# Work instructions:
The records below are to be copied word for word, with every picture left out.

# Data entries:
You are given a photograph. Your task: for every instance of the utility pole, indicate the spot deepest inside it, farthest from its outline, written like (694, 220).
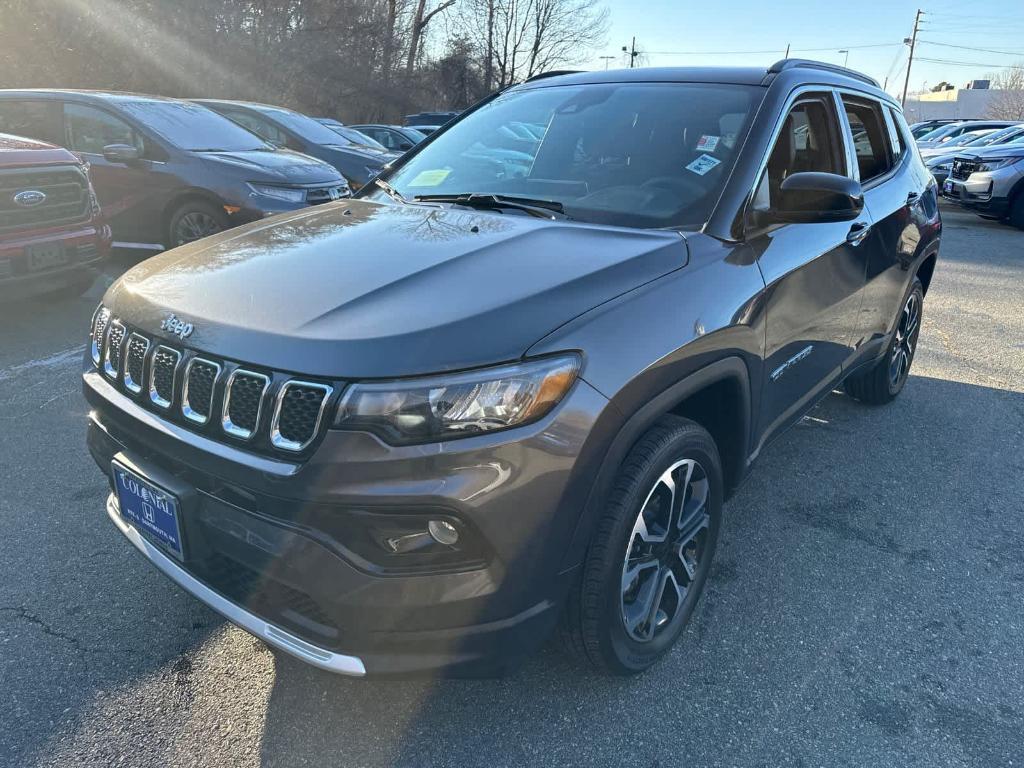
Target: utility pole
(912, 41)
(632, 50)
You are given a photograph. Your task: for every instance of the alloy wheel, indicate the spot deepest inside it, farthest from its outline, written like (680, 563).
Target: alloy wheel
(195, 225)
(666, 550)
(906, 341)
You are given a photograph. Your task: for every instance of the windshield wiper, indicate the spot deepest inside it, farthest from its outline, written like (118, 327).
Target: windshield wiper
(544, 209)
(389, 190)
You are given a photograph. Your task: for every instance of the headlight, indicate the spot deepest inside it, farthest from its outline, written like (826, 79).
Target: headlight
(442, 408)
(994, 164)
(289, 194)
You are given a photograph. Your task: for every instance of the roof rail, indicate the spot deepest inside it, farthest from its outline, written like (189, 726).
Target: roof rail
(552, 74)
(794, 64)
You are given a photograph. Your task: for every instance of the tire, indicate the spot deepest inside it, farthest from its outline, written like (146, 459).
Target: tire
(1016, 214)
(71, 291)
(194, 220)
(635, 594)
(884, 380)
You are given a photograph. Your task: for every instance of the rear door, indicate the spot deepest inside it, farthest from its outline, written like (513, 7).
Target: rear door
(128, 194)
(814, 272)
(893, 187)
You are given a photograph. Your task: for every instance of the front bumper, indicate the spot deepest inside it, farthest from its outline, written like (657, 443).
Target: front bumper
(85, 247)
(265, 542)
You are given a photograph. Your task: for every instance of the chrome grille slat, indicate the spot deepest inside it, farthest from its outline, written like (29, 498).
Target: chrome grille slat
(198, 390)
(297, 414)
(113, 349)
(99, 320)
(138, 346)
(163, 369)
(244, 395)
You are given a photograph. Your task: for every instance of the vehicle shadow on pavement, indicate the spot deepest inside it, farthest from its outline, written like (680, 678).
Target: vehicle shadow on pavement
(864, 601)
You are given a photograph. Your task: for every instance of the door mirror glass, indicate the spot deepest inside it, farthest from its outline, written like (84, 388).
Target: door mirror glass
(814, 197)
(120, 154)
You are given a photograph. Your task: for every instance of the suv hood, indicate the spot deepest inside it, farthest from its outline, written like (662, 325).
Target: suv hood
(375, 290)
(276, 165)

# Finished exercise:
You are given a photograph. Your task: for every instance of the utility pole, indicate the spot deepest inside it, farthest from its outline, written like (694, 220).
Target: utility pole
(912, 41)
(632, 50)
You are given a photograph. Your task: for every instance of the alloy wheel, indicate the spot deepest inside it, farthest from its outline, written like (680, 563).
Target: alloy wheel
(195, 225)
(666, 550)
(906, 341)
You are given a photograph. Your task: for every instance of the windshield wiper, indicate the spot deepest inside it, farthest from its outline, written like (118, 327).
Target: windshield wiper
(544, 209)
(389, 190)
You are given a photograph. Your task: for every instance of the headlight, indicate the spot deepest inside it, farthest from its outline, written like (826, 79).
Target: headlight
(442, 408)
(994, 164)
(289, 194)
You are given a photograph. Your task: for every instance of the roof rail, indicate the spot deepest inside it, farthest from its outline, written like (189, 726).
Target: roof rail
(552, 74)
(794, 64)
You are given a photograph. Your task: for every instance of the tire, indicate the spot deepest inside it, farthest from its outline, written like (146, 459).
Target: tire
(1016, 214)
(71, 291)
(194, 220)
(635, 594)
(884, 380)
You are given a photograph. Your task: for every instance of the rear door, indicate the spot deepest inside it, farthest from its outline, written like (513, 7).
Target: rear door
(128, 194)
(814, 272)
(893, 187)
You are given a photograph. Your task: for every instance of the front bumper, indicate the spot deepest inside it, farthest from its outline, written like (657, 443).
Target: front bumper
(85, 247)
(265, 542)
You are given a photograph. Your task: for every instance of the chrome grille slat, indicate the spot deepest inside it, farthest from its outline, written like (29, 498).
Target: chrome grille slat
(198, 390)
(297, 414)
(113, 349)
(99, 320)
(138, 346)
(163, 369)
(244, 395)
You are given a photograph. Your task: for every instance of the vehicle shadow on pavement, indicate the spot deepest inside it, farthest from its outline, written like (680, 678).
Target: vehicle shadow on pavement
(864, 601)
You are given a photograph. Your task: for every instance of the door mirror glass, indicate the spot deepest inside it, farthest from its outline, written like (84, 388).
Target: door mirror glass
(814, 197)
(120, 154)
You are given a photograph. Your task: for every instance of the suv hood, indicate the spot deepest inside it, farthest from its outline, written like (662, 325).
Target: suv hood
(375, 290)
(276, 165)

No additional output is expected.